Assignment:
Continue the notebook code for the character-level Conv1D classifier, picking up right after its last line.

Selected passage:
X_train_char = to_padded(train_df['text'], char_tok, CHAR_MAX_SEQ)
X_val_char   = to_padded(val_df['text'],   char_tok, CHAR_MAX_SEQ)
X_test_char  = to_padded(test_df['text'],  char_tok, CHAR_MAX_SEQ)

print(f'Character vocab: {CHAR_VOCAB}  |  Sequence length: {CHAR_MAX_SEQ}')
print(f'X_train_char shape: {X_train_char.shape}')

In [None]:
# ─────────────────────────────────────────────────────────────
# CELL 15  Build & Train Model 3
# ─────────────────────────────────────────────────────────────
def build_conv1d_char(char_vocab, char_embed, seq_len, num_classes):
    inp = layers.Input(shape=(seq_len,))
    x   = layers.Embedding(char_vocab, char_embed)(inp)
    branches = [layers.GlobalMaxPooling1D()(
                    layers.Conv1D(128, k, activation='relu', padding='same')(x))
                for k in [2, 3, 4, 5, 6]]
    x   = layers.Concatenate()(branches)
    x   = layers.Dense(256, activation='relu')(x)
    x   = layers.Dropout(0.5)(x)
    x   = layers.Dense(128, activation='relu')(x)
    x   = layers.Dropout(0.3)(x)
    out = layers.Dense(num_classes, activation='softmax')(x)
    return Model(inp, out, name='Conv1D_Char')

model3 = build_conv1d_char(CHAR_VOCAB, CHAR_EMBED, CHAR_MAX_SEQ, NUM_CLASSES)
model3.compile(optimizer=tf.keras.optimizers.Adam(1e-3),
               loss='categorical_crossentropy', metrics=['accuracy'])
model3.summary()

cbs3 = [EarlyStopping(monitor='val_accuracy', patience=3, restore_best_weights=True, mode='max'),
        ReduceLROnPlateau(monitor='val_loss', factor=0.5, patience=2, min_lr=1e-6)]

history3 = model3.fit(X_train_char, y_train_cat,
                      validation_data=(X_val_char, y_val_cat),
                      epochs=EPOCHS, batch_size=BATCH_SIZE, callbacks=cbs3)

val_preds_m3  = model3.predict(X_val_char).argmax(1)
test_preds_m3 = model3.predict(X_test_char).argmax(1)
val_acc_m3  = accuracy_score(val_df['label_id'], val_preds_m3)

Data for review:

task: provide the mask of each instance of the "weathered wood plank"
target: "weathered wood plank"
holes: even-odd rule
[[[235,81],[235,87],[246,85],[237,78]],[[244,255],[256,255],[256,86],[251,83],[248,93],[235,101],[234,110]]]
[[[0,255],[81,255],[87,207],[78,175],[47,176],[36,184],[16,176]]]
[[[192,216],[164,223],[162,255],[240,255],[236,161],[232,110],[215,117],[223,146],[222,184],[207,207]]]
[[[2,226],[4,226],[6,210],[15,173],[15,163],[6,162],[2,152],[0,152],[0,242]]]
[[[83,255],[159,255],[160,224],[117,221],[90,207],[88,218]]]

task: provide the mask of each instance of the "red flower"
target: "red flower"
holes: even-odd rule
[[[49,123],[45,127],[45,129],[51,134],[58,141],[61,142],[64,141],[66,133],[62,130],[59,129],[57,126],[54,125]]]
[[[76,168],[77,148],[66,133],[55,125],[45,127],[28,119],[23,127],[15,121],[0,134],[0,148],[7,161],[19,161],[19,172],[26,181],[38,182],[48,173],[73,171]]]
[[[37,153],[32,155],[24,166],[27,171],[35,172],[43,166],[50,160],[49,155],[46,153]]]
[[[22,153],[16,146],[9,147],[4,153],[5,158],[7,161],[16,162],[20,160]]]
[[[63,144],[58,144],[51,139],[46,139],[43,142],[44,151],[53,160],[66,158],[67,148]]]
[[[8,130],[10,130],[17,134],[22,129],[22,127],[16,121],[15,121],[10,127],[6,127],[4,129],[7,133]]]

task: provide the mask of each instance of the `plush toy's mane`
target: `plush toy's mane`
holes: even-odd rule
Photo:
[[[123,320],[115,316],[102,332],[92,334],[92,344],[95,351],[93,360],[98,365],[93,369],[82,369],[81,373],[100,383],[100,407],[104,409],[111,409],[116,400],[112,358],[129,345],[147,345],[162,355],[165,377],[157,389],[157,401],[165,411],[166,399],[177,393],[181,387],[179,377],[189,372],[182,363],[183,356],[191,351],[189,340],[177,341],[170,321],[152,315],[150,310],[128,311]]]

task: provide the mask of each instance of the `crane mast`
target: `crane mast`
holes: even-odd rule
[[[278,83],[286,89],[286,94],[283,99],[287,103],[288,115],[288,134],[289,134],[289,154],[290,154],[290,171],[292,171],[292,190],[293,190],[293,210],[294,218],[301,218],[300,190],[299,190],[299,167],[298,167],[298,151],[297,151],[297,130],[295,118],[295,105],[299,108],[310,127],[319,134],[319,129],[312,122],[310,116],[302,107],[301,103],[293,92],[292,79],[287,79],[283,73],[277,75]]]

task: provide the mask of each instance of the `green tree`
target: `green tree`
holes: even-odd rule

Answer area:
val_f1_m3   = f1_score(val_df['label_id'], val_preds_m3, average='weighted')
test_acc_m3 = accuracy_score(test_df['label_id'], test_preds_m3)
test_f1_m3  = f1_score(test_df['label_id'], test_preds_m3, average='weighted')

print_results('Model 3 — Conv1D Char', val_acc_m3, val_f1_m3, test_acc_m3, test_f1_m3)
results_log.append({'Model':'M3: Conv1D Char', 'Type':'Deep Learning',
                    'Val Acc':val_acc_m3,'Val F1':val_f1_m3,
                    'Test Acc':test_acc_m3,'Test F1':test_f1_m3})
plot_history(history3, 'Model 3: Conv1D Character Embedding', 'history_model3.png')
plot_cm(val_df['label_id'], val_preds_m3, list(range(NUM_CLASSES)),
        'Model 3: Conv1D Char\nNorm. Confusion Matrix (Val)', 'cm_model3.png')

---
## 🤖 Section 7 — Model 4: BERT Fine-tuning (LLM-Based)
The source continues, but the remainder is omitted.